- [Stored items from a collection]
□ □ □ □ □
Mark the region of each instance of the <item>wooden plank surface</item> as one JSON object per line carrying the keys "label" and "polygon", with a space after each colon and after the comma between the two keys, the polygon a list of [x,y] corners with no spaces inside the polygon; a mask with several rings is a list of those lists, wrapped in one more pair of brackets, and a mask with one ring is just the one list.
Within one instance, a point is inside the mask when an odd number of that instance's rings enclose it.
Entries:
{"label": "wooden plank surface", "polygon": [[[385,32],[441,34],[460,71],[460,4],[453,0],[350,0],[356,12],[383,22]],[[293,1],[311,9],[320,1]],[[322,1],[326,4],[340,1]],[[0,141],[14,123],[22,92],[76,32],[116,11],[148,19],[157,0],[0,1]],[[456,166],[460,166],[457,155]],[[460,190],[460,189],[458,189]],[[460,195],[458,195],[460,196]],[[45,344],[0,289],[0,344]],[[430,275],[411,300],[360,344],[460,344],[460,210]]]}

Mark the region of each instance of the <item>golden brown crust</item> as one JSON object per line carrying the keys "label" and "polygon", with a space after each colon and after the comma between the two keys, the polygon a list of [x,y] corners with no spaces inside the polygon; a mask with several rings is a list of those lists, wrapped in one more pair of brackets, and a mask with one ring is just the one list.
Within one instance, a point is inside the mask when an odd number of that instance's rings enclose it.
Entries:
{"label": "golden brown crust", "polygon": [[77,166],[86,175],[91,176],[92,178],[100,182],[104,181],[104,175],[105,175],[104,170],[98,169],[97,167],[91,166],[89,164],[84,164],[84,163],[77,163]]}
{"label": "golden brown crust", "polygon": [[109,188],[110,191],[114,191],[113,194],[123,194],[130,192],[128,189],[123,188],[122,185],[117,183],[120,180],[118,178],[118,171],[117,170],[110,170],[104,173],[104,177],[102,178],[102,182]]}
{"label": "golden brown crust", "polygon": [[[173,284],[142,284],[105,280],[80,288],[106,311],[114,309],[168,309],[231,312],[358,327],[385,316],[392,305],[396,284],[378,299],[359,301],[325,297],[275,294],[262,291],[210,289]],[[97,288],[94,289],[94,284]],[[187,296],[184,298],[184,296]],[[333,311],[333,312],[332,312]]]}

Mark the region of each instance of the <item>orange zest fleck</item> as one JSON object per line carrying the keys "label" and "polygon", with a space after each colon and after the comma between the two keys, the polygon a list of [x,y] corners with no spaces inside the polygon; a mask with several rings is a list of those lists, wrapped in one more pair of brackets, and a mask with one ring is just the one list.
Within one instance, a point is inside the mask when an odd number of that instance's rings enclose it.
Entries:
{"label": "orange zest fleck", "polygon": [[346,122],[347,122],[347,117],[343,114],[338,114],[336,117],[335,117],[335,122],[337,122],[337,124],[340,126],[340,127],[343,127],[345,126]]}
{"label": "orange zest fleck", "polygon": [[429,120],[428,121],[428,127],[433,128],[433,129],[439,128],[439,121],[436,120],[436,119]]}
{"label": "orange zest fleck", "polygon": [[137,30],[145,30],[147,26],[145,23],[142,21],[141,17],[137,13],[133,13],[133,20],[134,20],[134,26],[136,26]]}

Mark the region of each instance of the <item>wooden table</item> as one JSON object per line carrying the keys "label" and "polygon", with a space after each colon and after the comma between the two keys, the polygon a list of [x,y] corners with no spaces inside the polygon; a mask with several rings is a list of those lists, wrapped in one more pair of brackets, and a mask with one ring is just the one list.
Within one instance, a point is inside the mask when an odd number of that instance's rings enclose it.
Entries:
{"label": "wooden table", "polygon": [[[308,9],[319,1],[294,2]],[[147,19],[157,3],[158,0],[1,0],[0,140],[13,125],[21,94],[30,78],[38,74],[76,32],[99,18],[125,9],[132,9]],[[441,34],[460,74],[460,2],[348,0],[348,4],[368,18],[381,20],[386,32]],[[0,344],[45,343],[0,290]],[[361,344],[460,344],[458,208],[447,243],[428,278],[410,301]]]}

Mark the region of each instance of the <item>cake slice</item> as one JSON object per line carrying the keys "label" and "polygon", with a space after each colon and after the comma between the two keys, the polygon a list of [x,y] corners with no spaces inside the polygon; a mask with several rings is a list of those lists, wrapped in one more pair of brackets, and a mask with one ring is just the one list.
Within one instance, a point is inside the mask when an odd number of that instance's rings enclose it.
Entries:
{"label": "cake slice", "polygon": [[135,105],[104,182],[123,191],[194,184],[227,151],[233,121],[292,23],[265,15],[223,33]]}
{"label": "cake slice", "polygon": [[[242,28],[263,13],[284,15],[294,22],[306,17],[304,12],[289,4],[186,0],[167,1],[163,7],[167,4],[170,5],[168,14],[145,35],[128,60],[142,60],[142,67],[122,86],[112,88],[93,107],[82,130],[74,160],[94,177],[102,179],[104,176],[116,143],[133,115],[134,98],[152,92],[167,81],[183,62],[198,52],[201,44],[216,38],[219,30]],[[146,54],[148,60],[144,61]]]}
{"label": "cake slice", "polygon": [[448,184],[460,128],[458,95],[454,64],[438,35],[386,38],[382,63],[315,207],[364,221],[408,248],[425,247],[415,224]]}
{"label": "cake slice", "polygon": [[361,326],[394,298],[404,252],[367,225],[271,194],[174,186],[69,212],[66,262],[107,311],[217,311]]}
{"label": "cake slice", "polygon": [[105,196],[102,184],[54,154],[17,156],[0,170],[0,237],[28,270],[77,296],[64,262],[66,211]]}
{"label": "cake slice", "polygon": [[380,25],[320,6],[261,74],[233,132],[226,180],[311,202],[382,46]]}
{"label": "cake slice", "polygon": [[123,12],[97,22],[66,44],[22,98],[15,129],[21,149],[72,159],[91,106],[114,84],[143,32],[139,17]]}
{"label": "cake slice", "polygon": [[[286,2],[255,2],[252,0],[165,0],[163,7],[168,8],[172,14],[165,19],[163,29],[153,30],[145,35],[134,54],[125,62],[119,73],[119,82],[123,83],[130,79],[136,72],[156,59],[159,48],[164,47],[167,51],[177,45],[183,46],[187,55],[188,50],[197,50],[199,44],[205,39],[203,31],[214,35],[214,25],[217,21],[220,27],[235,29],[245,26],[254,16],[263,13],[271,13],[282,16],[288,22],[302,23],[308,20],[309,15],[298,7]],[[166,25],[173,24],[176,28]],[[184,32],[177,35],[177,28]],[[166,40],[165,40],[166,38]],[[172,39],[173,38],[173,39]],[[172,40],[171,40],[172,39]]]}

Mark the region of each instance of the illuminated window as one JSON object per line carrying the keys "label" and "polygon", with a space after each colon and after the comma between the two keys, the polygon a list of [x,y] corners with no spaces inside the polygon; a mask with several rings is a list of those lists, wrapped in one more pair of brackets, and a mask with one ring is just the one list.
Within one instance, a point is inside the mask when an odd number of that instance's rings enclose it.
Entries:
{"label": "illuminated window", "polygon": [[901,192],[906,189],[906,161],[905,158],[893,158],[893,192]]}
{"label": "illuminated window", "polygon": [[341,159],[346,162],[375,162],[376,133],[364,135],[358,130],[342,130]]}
□ □ □ □ □
- [Task to complete] Your task is to reproduce all the data exactly as shown.

- [Reply to the exercise]
Mark the region of each instance of the <item>wooden plank surface</item> as one JSON object per line carrying the keys "label" and "polygon", with a space after each colon and after the comma between the two keys, the polygon a list of [x,y] corners with no spaces inside the polygon; a mask with several rings is a list of those lists, wrapped in one more pair of brackets, and a mask with one ring is just the one list.
Within one instance, a point is inside the mask when an odd number of that instance's rings enclose it.
Entries:
{"label": "wooden plank surface", "polygon": [[[385,32],[441,34],[460,71],[460,4],[453,0],[350,0],[356,12],[383,22]],[[293,1],[311,9],[320,1]],[[322,1],[326,4],[340,1]],[[0,141],[14,123],[22,92],[76,32],[116,11],[148,19],[157,0],[0,1]],[[456,166],[460,166],[457,155]],[[460,190],[460,189],[458,189]],[[460,195],[458,195],[460,196]],[[45,344],[0,289],[0,344]],[[430,275],[411,300],[360,344],[460,344],[460,210]]]}

Mark the region of each instance of the <item>golden brown crust</item> as one JSON object per line carrying the keys "label" and "polygon", with a space after each colon and after the comma between the two keys, the polygon a list of [x,y] corners with no spaces inside the polygon; a mask with several rings is a list of those lists, wrapped in one more pair of brackets, and a mask with one ring is just the one list.
Within one instance, a point is inside the mask when an odd number of that instance's rings enclose it.
Entries:
{"label": "golden brown crust", "polygon": [[77,166],[86,175],[91,176],[92,178],[100,182],[104,181],[104,175],[105,175],[104,170],[98,169],[97,167],[91,166],[89,164],[84,164],[84,163],[77,163]]}
{"label": "golden brown crust", "polygon": [[109,188],[110,191],[114,191],[113,194],[123,194],[130,192],[128,189],[123,188],[122,185],[117,183],[120,180],[118,178],[118,171],[117,170],[110,170],[104,173],[104,177],[102,178],[102,182]]}
{"label": "golden brown crust", "polygon": [[[173,284],[142,284],[105,280],[80,288],[106,311],[114,309],[168,309],[231,312],[358,327],[385,316],[392,305],[396,284],[378,299],[359,301],[325,297],[275,294],[262,291],[210,289]],[[97,288],[94,289],[94,284]],[[187,296],[184,298],[184,296]],[[333,311],[333,312],[332,312]]]}

Mark the region of each instance of the <item>orange zest fleck</item> as one JSON object per line carrying the keys "label" and "polygon", with a space after each colon and after the comma between the two keys, the polygon a list of [x,y] corners with no spaces inside the polygon; a mask with several rings is a list of those lists, wrapped in one more pair of brackets, and a mask with one ring is just the one list.
Within one instance, a point is inside the mask when an odd number of that instance's rings enclose it.
Entries:
{"label": "orange zest fleck", "polygon": [[346,122],[347,122],[347,117],[343,114],[338,114],[336,117],[335,117],[335,122],[337,122],[337,124],[340,126],[340,127],[343,127],[345,126]]}
{"label": "orange zest fleck", "polygon": [[429,120],[428,121],[428,127],[433,128],[433,129],[439,128],[439,121],[436,120],[436,119]]}
{"label": "orange zest fleck", "polygon": [[137,30],[145,30],[147,26],[145,23],[142,21],[141,17],[137,13],[133,13],[133,20],[134,20],[134,26],[136,26]]}

Mark the region of each instance of the <item>wooden table</item> as one JSON object per line carrying the keys "label" and "polygon", with a space after each colon and after the comma between the two keys, the polygon a list of [x,y] corners with no spaces inside the polygon; a mask with several rings is a list of those lists, wrapped in one more pair of brackets, and a mask with one ring is just the one list.
Within one instance, a point is inside the mask when an odd number of that instance's rings enclose it.
Entries:
{"label": "wooden table", "polygon": [[[308,9],[319,1],[294,2]],[[147,19],[157,3],[158,0],[1,0],[0,140],[13,125],[21,94],[30,78],[38,74],[76,32],[99,18],[125,9],[132,9]],[[441,34],[460,74],[460,2],[348,0],[348,4],[368,18],[381,20],[386,32]],[[0,344],[45,343],[0,290]],[[361,344],[460,344],[458,208],[447,243],[428,278],[410,301]]]}

Mark the region of each instance of the <item>cake slice</item> as one JSON object per line carrying the keys "label" and "polygon", with a space after each colon and after the comma between the two keys, the polygon a list of [x,y] corners with no spaces inside the polygon; a mask with several rings is a list of those lists, wrapped in one more pair of brackets, and a mask with one ring is just the one list.
Within one instance, a point is inside the mask when an odd number of that instance's rings enclose it.
Entries:
{"label": "cake slice", "polygon": [[135,105],[104,182],[123,191],[194,184],[227,151],[233,121],[292,23],[265,15],[223,33]]}
{"label": "cake slice", "polygon": [[[242,28],[263,13],[284,15],[294,22],[306,17],[304,12],[289,4],[186,0],[167,1],[163,7],[167,4],[170,5],[168,14],[145,35],[128,60],[142,60],[142,67],[122,86],[112,88],[93,107],[82,130],[74,160],[94,177],[102,179],[104,176],[116,143],[133,115],[134,98],[152,92],[167,81],[183,62],[198,52],[201,44],[216,38],[219,30]],[[146,54],[148,60],[144,61]]]}
{"label": "cake slice", "polygon": [[448,184],[460,128],[458,95],[454,64],[438,35],[386,38],[382,63],[315,207],[364,221],[408,248],[425,247],[415,224]]}
{"label": "cake slice", "polygon": [[361,326],[394,298],[404,252],[367,225],[271,194],[174,186],[69,212],[66,262],[107,311],[217,311]]}
{"label": "cake slice", "polygon": [[105,196],[102,184],[54,154],[17,156],[0,170],[0,237],[28,270],[77,296],[64,262],[66,211]]}
{"label": "cake slice", "polygon": [[380,25],[320,6],[261,74],[233,132],[226,180],[311,202],[382,46]]}
{"label": "cake slice", "polygon": [[123,12],[97,22],[66,44],[22,98],[15,129],[21,149],[72,159],[91,106],[114,84],[143,32],[139,17]]}
{"label": "cake slice", "polygon": [[[286,2],[255,2],[252,0],[165,0],[163,7],[168,8],[172,14],[165,19],[163,29],[153,30],[145,35],[134,54],[125,62],[119,73],[119,82],[123,83],[130,79],[136,72],[156,59],[159,48],[164,47],[167,51],[177,45],[183,46],[187,55],[188,50],[197,50],[199,44],[205,39],[203,31],[214,35],[214,25],[217,21],[220,27],[235,29],[245,26],[254,16],[263,13],[271,13],[282,16],[288,22],[302,23],[308,20],[309,15],[298,7]],[[166,25],[173,24],[176,28]],[[184,32],[177,35],[177,28]],[[166,40],[165,40],[166,38]],[[172,39],[173,38],[173,39]],[[172,40],[171,40],[172,39]]]}

Mark the region of each instance of the illuminated window as one JSON object per line carrying the keys "label" and "polygon", with a space after each colon and after the comma between the two keys, the polygon a list of [x,y] corners with no spaces inside the polygon; a mask with several rings is a list of those lists, wrapped in one more pair of brackets, and a mask with one ring is just the one list.
Within one instance, a point is inside the mask when an odd number of that instance's rings enclose it.
Entries:
{"label": "illuminated window", "polygon": [[901,192],[906,189],[906,161],[905,158],[893,158],[893,192]]}
{"label": "illuminated window", "polygon": [[341,159],[346,162],[375,162],[376,133],[364,135],[358,130],[342,130]]}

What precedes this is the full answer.